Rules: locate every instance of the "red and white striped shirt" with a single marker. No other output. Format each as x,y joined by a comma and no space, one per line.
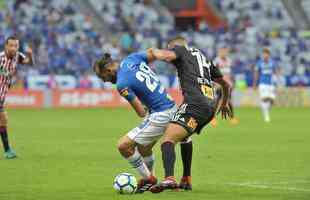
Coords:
7,71
225,66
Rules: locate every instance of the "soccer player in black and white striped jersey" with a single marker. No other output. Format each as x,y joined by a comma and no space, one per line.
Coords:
9,59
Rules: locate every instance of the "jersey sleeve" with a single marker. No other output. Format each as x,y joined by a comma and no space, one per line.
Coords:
215,71
125,91
21,57
179,51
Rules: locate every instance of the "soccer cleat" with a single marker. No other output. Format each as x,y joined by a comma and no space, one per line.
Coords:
168,183
146,184
213,122
10,154
186,183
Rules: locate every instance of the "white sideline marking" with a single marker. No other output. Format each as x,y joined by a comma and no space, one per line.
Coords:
264,186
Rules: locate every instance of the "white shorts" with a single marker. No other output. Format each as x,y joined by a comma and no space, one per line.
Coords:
266,91
152,127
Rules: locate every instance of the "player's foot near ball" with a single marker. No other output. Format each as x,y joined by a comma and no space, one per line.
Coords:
10,154
168,184
146,184
186,183
213,122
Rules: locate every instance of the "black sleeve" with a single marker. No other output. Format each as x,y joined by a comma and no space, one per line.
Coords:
179,52
215,71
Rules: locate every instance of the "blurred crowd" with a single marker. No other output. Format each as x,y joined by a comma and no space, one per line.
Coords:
66,41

● Activity:
For the data above, state how many lines contain "jersey"; the number is the whole answer.

● Response:
2